> [PAGE TEXT]:
= Beginning of Section =

Hey, everyone. I'm going through some stuff, and I need some advice.
Here's some background information: I am in the tenth grade of a very difficult school with all of my classes being honors classes.
My Dad had been diagnosed with cancer a few months ago, and I have been incredibly stressed and rundown this whole school year.
Last year, I had gotten a 3.2 (if I had gotten 1% higher on my english final I would have gotten a 3,4) with all honors classes. This year, I've missed a lot of time (which I am trying to fix) from school from just being absolutely rundown, stressed, and sick. My grades are pretty mediocre; 90% in honors Algebra II, 87% in honors Biology because one lab fucked me over, 68% in honors history because my teacher has yet to put in two grades she is supposed to, and fucked me over big time with make up work/'late work' (I only had one assignment late, and that was only a day late because apparently I didn't receive the full handout for something), and 81% in honors English (I misundestood the directions for one assignment), and 83% in honors Spanish. To be honest the only grade I am happy with is a 92% in my Engineering and Design class.

= End of Section =

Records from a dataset
= Beginning of Section =

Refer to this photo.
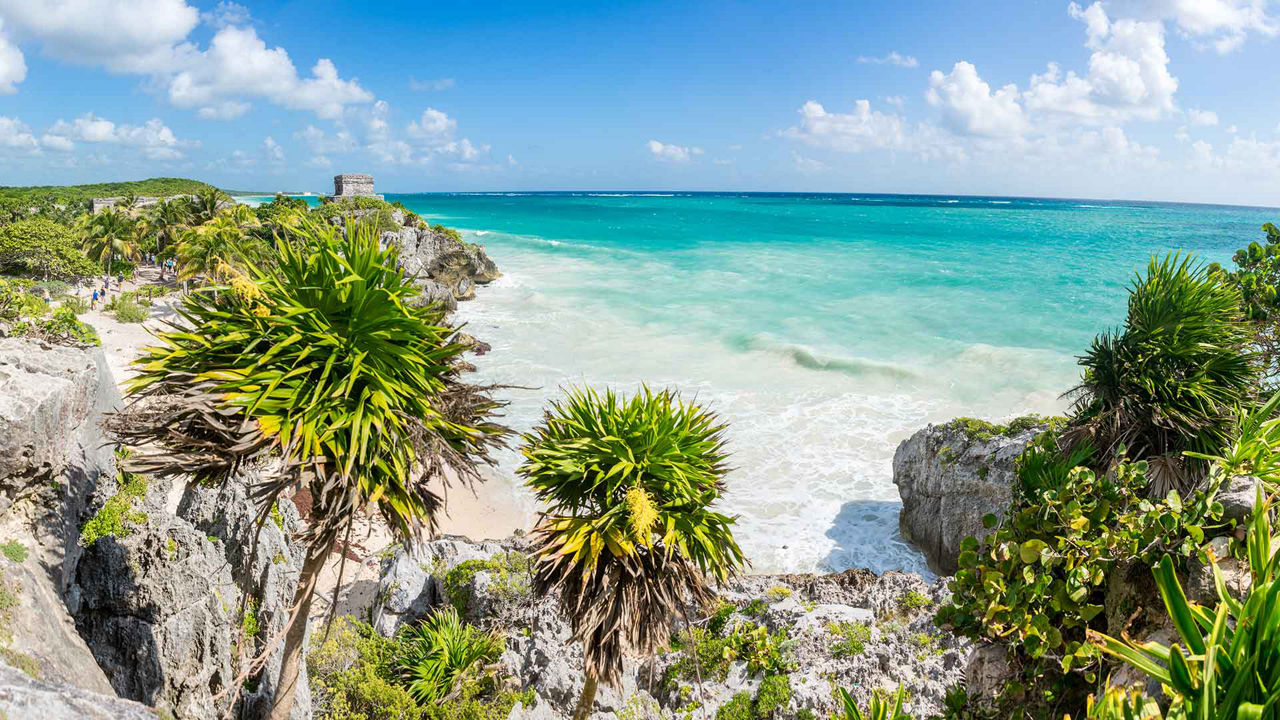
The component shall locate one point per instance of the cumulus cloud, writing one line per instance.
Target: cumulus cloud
(13, 65)
(1128, 73)
(970, 108)
(154, 139)
(894, 58)
(150, 37)
(430, 85)
(1202, 117)
(16, 133)
(672, 153)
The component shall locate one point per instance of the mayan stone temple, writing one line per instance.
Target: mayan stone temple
(353, 185)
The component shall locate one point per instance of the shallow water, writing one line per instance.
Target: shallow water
(822, 328)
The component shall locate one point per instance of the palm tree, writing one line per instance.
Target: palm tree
(1173, 379)
(321, 372)
(220, 247)
(109, 236)
(167, 222)
(627, 537)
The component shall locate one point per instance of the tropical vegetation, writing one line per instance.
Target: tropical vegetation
(321, 360)
(629, 534)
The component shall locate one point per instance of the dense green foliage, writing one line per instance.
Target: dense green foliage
(151, 187)
(118, 516)
(357, 674)
(1226, 661)
(882, 706)
(629, 534)
(443, 651)
(41, 247)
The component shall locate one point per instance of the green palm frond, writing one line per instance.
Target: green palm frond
(629, 533)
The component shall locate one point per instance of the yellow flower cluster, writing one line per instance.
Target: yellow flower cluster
(641, 513)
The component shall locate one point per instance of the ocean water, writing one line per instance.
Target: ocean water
(822, 328)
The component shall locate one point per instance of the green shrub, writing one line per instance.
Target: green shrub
(128, 310)
(1173, 378)
(1037, 582)
(1226, 660)
(508, 570)
(851, 638)
(117, 516)
(14, 551)
(442, 651)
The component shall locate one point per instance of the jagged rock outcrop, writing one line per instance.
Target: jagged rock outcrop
(890, 616)
(26, 697)
(161, 605)
(444, 260)
(51, 461)
(950, 477)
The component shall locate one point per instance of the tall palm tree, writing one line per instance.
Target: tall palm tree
(320, 370)
(167, 222)
(109, 236)
(629, 536)
(220, 247)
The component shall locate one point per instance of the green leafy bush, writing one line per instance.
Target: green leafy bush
(1038, 580)
(1226, 662)
(443, 651)
(1173, 378)
(117, 516)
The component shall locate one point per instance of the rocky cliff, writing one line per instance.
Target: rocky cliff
(951, 475)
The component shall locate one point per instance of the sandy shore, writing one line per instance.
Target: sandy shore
(480, 515)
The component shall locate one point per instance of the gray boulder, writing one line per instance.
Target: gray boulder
(26, 697)
(949, 478)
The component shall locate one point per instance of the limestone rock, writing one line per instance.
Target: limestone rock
(949, 479)
(26, 697)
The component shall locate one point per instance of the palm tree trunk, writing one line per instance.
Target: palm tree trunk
(588, 698)
(288, 683)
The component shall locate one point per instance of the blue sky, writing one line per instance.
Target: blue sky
(1139, 99)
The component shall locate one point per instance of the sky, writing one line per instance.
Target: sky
(1125, 99)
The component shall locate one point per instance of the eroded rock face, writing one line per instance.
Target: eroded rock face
(23, 696)
(949, 478)
(160, 606)
(895, 613)
(433, 255)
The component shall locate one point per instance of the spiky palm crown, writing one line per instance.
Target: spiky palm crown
(1173, 379)
(627, 536)
(324, 364)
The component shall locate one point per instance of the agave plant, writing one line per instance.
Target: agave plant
(1171, 381)
(1228, 662)
(627, 536)
(881, 707)
(440, 652)
(321, 364)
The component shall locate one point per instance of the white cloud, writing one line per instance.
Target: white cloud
(1128, 73)
(1220, 24)
(672, 153)
(154, 139)
(150, 37)
(433, 124)
(430, 85)
(891, 59)
(225, 14)
(970, 108)
(240, 64)
(1202, 118)
(273, 151)
(14, 133)
(13, 65)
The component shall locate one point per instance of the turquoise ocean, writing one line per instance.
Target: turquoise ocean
(822, 328)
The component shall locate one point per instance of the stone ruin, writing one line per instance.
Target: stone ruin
(353, 185)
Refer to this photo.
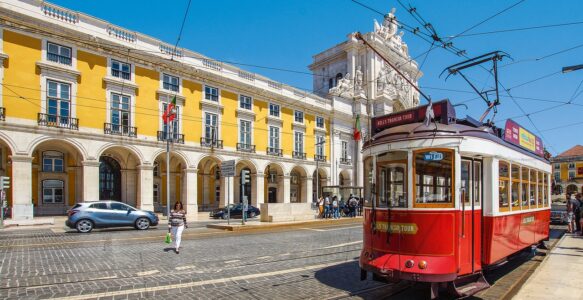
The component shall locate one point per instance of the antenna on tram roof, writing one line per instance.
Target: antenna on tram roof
(478, 60)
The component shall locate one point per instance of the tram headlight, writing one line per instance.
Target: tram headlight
(409, 264)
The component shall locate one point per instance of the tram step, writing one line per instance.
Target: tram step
(469, 285)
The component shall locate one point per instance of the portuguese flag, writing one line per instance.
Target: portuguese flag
(357, 131)
(170, 113)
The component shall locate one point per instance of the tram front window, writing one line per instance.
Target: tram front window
(433, 178)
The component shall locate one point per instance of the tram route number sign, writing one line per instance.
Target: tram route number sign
(433, 156)
(228, 168)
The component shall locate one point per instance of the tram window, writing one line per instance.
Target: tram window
(503, 184)
(540, 189)
(391, 185)
(368, 171)
(477, 183)
(466, 166)
(515, 187)
(433, 178)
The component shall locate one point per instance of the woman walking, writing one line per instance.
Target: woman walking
(176, 224)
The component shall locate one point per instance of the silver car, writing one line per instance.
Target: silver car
(88, 215)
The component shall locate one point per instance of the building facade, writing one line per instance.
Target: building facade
(81, 108)
(568, 171)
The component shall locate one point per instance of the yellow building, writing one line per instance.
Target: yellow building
(568, 171)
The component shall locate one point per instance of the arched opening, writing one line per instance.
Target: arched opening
(109, 179)
(118, 175)
(57, 177)
(274, 184)
(209, 183)
(177, 181)
(572, 189)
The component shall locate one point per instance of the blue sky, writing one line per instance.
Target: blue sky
(285, 34)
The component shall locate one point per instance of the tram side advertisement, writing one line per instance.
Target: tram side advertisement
(519, 136)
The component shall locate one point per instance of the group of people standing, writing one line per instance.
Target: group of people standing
(330, 209)
(574, 213)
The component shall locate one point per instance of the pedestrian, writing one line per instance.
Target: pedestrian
(327, 208)
(321, 207)
(571, 213)
(176, 224)
(335, 207)
(577, 212)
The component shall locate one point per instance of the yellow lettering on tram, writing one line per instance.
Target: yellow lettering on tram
(404, 228)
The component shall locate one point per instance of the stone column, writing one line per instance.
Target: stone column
(90, 180)
(307, 189)
(146, 188)
(258, 191)
(286, 188)
(21, 185)
(191, 189)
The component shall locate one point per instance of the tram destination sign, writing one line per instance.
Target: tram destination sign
(517, 135)
(443, 111)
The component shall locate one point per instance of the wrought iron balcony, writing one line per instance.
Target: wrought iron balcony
(345, 161)
(246, 148)
(299, 155)
(58, 121)
(319, 157)
(176, 138)
(115, 129)
(65, 60)
(274, 151)
(210, 143)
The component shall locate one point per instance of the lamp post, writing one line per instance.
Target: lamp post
(318, 167)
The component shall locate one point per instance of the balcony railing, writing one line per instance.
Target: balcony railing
(274, 151)
(319, 157)
(120, 74)
(246, 148)
(345, 161)
(115, 129)
(176, 138)
(210, 143)
(65, 60)
(299, 155)
(58, 121)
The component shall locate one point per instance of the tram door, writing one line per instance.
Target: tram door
(471, 215)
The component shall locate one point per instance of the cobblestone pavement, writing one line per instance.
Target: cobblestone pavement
(304, 263)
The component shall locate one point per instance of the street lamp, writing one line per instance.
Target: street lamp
(572, 68)
(317, 166)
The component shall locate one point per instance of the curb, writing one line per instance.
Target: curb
(239, 227)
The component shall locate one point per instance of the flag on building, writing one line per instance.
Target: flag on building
(357, 130)
(170, 113)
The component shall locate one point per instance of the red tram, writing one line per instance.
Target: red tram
(445, 201)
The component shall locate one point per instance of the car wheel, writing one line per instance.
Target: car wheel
(142, 223)
(84, 226)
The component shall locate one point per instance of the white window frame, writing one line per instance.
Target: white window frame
(278, 110)
(213, 88)
(241, 97)
(298, 114)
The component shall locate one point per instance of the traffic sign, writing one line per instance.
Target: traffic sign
(228, 168)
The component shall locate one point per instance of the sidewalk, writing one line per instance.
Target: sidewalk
(560, 276)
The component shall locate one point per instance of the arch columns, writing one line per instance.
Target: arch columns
(258, 193)
(191, 191)
(146, 188)
(22, 207)
(90, 180)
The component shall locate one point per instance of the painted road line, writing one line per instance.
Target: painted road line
(232, 261)
(342, 245)
(146, 273)
(112, 294)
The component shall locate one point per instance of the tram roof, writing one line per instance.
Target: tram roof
(446, 125)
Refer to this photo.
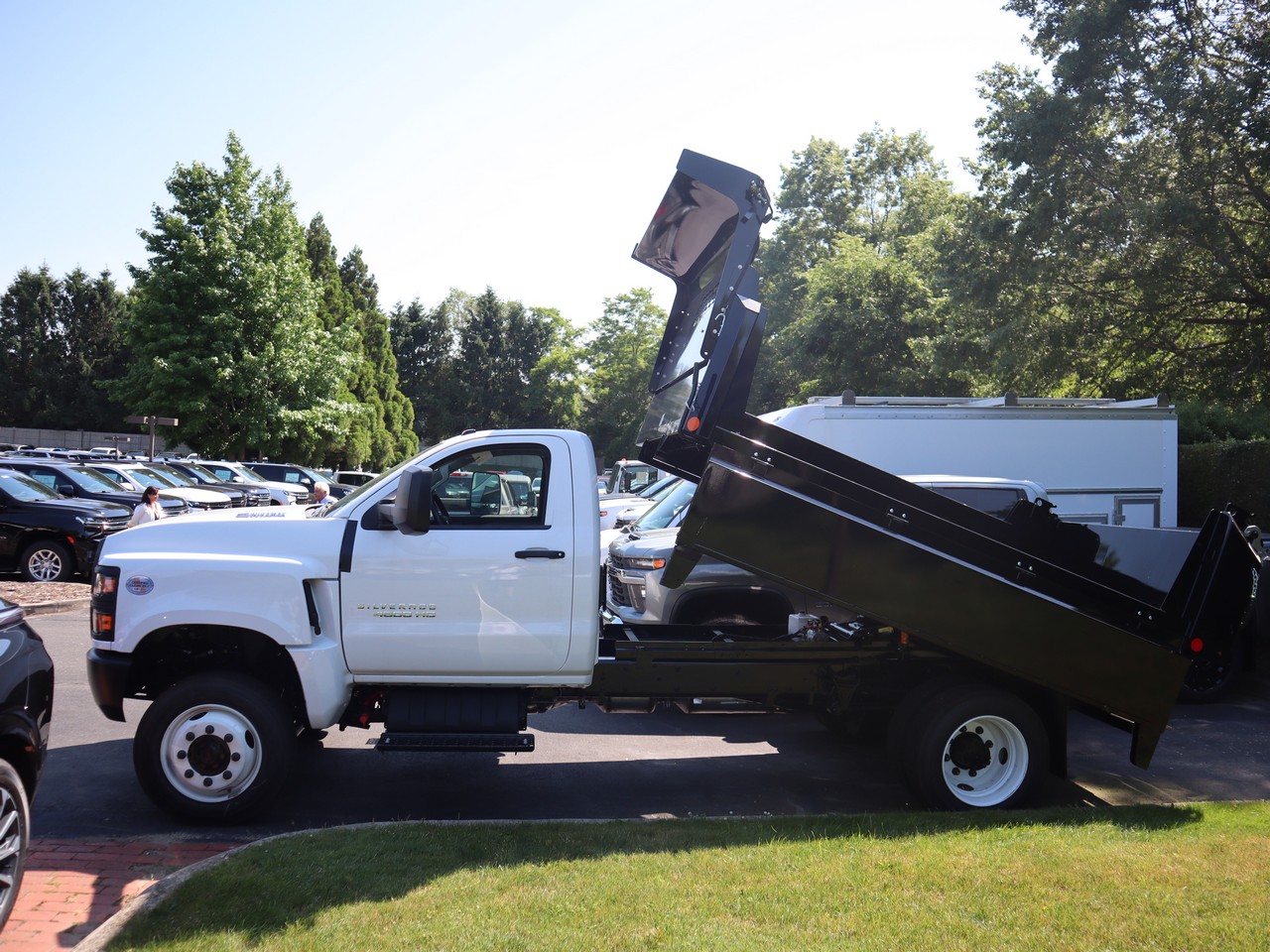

= End of Section =

> [WORK REQUIRED]:
Resume the post about school stress and grades, continuing after its last sentence.

> [EXERCISE ANSWER]:
I know I can probably still get a 3.2-3.3 if I try really fucking hard, and drop everything else in my life and get lucky, but I'm just overwhelmed.
Is there any advice people have other than the obvious "Grow a set of balls, and work harder."?
It depresses the shit out of me since I did so well this year, and I feel like I am working just as hard/harder and I am doing so shitty and I basically ruined my grades for this year. I had wanted to go to a higher tier engineering/science college, but I am not sure if that is even possible now that I have fucked up this badly just once.